Kansas City-area shopping centers are alive and well in spite of the continuing retail sales shift from bricks-and-mortar to online venues.

Lane4 Property Group Inc.’s 2016 Kansas City Retail Report indicates that metro shopping centers grew slightly in size last year — to 67.4 million square feet from 66.8 million in 2014.


The metro shopping centers’ average 2015 occupancy rate also improved, to 90.1 percent from 89.8 percent in 2014, and the average lease rate grew to $13.02 from $12.90.

“Over the past year, we saw a continued trend of cautious optimism in the retail sector,” the Lane4 report states. “With relatively few national retailers expanding at the rates seen pre-recession, a new direction for the market is continuing to come into focus. …

“While online sales growth continues to be strong, landlords will have to pay attention to which retail uses are being impacted most in order to best position their properties for long-term stability. Over the last couple years, we have seen many retailers cut operation costs by reducing store size while boosting their online presence.”

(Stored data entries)
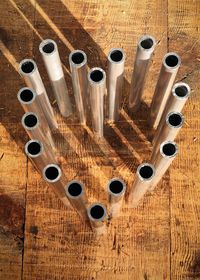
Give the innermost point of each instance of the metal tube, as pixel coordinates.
(115, 80)
(75, 192)
(39, 155)
(97, 90)
(116, 191)
(37, 130)
(162, 160)
(170, 65)
(97, 216)
(144, 177)
(50, 55)
(52, 174)
(145, 49)
(29, 71)
(79, 69)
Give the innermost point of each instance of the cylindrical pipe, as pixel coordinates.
(115, 80)
(29, 71)
(170, 65)
(144, 177)
(145, 49)
(97, 216)
(116, 191)
(39, 155)
(37, 130)
(162, 160)
(52, 174)
(78, 66)
(50, 55)
(97, 90)
(76, 194)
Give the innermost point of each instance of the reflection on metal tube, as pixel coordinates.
(78, 66)
(115, 79)
(97, 216)
(144, 177)
(28, 69)
(169, 69)
(97, 90)
(116, 191)
(145, 49)
(50, 55)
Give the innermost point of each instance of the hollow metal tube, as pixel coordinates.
(53, 175)
(145, 49)
(36, 129)
(75, 192)
(170, 65)
(50, 55)
(115, 80)
(79, 69)
(97, 216)
(144, 177)
(29, 71)
(97, 90)
(162, 160)
(116, 191)
(39, 155)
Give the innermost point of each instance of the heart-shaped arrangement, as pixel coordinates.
(90, 88)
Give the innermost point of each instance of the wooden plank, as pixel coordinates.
(184, 38)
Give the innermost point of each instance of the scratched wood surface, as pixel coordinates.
(39, 238)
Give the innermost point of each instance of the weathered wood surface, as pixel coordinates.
(39, 239)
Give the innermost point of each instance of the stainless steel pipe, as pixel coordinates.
(97, 216)
(29, 71)
(116, 191)
(170, 65)
(115, 81)
(144, 177)
(145, 49)
(162, 160)
(79, 69)
(50, 55)
(97, 91)
(75, 192)
(52, 174)
(39, 155)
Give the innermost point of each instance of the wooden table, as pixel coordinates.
(39, 239)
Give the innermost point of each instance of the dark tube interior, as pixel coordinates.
(181, 91)
(146, 172)
(97, 212)
(34, 148)
(77, 58)
(169, 149)
(51, 173)
(75, 189)
(26, 95)
(175, 119)
(96, 76)
(116, 187)
(30, 120)
(48, 48)
(171, 60)
(116, 55)
(27, 67)
(147, 43)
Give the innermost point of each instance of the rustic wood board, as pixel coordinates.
(39, 238)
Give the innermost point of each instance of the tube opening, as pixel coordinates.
(147, 43)
(75, 189)
(171, 60)
(48, 47)
(27, 67)
(97, 212)
(116, 55)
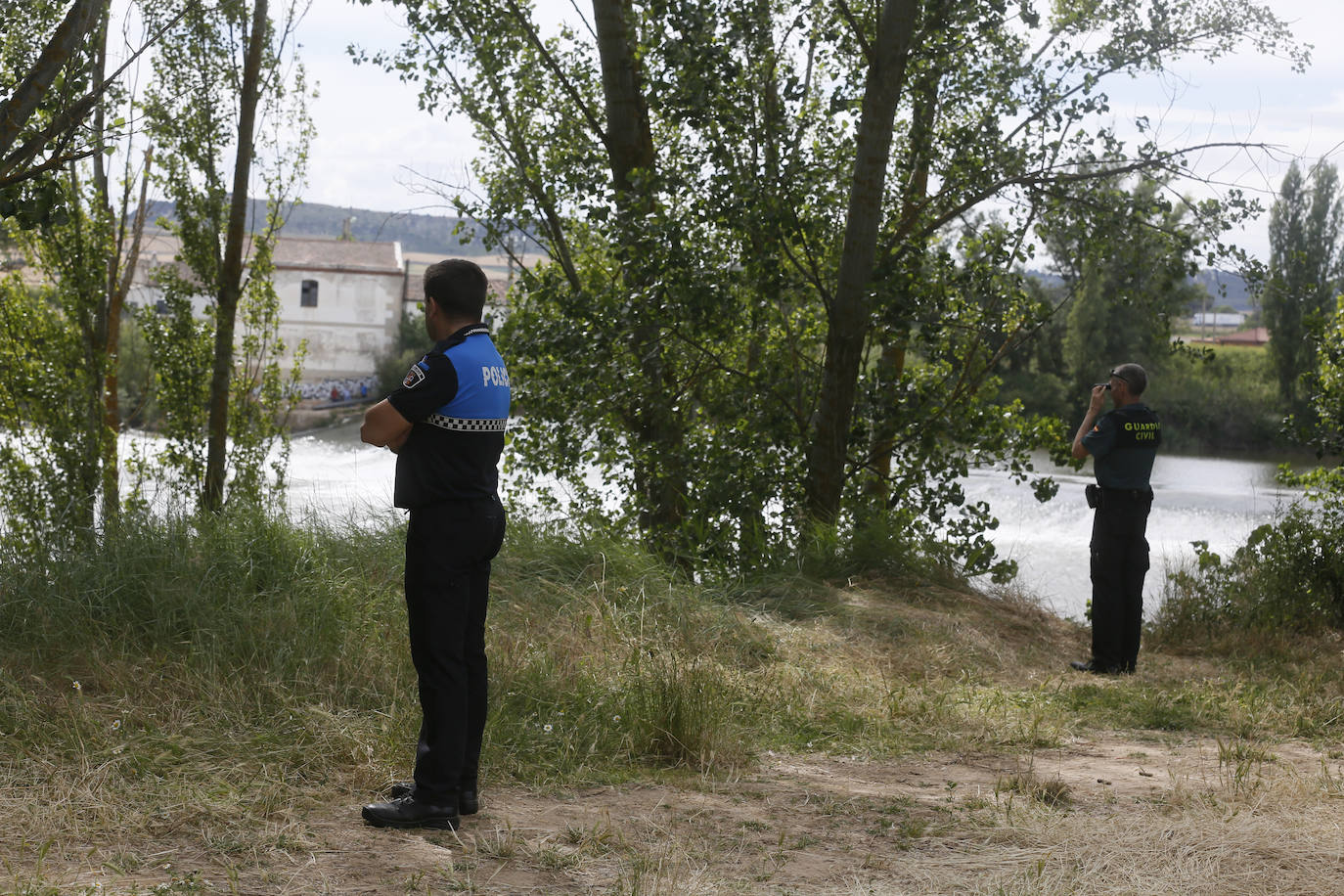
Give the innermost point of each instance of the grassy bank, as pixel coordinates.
(203, 708)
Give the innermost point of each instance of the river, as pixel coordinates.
(1214, 500)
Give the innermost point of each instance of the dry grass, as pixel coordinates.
(875, 738)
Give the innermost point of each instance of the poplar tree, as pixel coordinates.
(1304, 272)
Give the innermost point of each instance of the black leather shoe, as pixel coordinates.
(468, 803)
(1093, 668)
(408, 812)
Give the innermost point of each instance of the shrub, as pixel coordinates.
(1287, 576)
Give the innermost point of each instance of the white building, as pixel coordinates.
(343, 298)
(1232, 320)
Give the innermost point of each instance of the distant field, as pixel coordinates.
(495, 266)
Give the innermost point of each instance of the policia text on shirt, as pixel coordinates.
(1124, 445)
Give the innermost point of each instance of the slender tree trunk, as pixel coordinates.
(19, 107)
(232, 270)
(891, 364)
(118, 289)
(848, 316)
(660, 454)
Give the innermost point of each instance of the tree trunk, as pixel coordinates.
(232, 270)
(27, 97)
(893, 363)
(848, 316)
(660, 453)
(118, 289)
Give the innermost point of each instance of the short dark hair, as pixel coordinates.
(457, 287)
(1135, 377)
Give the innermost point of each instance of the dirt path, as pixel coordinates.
(1106, 816)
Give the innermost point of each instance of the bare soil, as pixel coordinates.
(1113, 814)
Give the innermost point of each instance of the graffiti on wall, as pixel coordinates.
(351, 388)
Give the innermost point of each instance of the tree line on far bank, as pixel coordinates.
(786, 250)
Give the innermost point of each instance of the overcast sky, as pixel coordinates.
(370, 133)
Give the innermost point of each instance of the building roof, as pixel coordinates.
(1257, 336)
(291, 252)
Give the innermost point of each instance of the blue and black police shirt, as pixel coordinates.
(457, 402)
(1124, 445)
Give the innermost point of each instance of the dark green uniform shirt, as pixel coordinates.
(1124, 445)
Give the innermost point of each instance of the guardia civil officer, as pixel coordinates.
(1122, 443)
(446, 424)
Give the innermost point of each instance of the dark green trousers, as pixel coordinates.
(1118, 564)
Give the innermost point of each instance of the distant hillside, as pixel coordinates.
(1224, 288)
(417, 233)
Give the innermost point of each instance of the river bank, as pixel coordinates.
(204, 709)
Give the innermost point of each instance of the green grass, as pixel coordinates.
(236, 672)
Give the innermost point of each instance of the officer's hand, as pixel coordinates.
(1098, 399)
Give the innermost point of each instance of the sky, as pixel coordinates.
(371, 136)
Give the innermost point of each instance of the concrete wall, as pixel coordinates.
(354, 323)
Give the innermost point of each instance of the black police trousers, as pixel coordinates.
(449, 548)
(1118, 564)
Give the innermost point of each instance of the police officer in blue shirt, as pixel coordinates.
(1124, 445)
(446, 425)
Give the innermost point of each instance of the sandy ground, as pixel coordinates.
(1105, 816)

* ASSIGNMENT 1
List every square-footage figure, percentage, and dollar amount stated in the Kansas City retail text.
* ASSIGNMENT 2
Please print the part of the Kansas City retail text starting with "Lane4 Property Group" and going on through "to $13.02 from $12.90.".
The data has nothing to do with the Kansas City retail text.

* TASK RESULT 1
67.4 million square feet
66.8 million (square feet)
90.1 percent
89.8 percent
$13.02
$12.90

* TASK RESULT 2
Lane4 Property Group Inc.’s 2016 Kansas City Retail Report indicates that metro shopping centers grew slightly in size last year — to 67.4 million square feet from 66.8 million in 2014.


The metro shopping centers’ average 2015 occupancy rate also improved, to 90.1 percent from 89.8 percent in 2014, and the average lease rate grew to $13.02 from $12.90.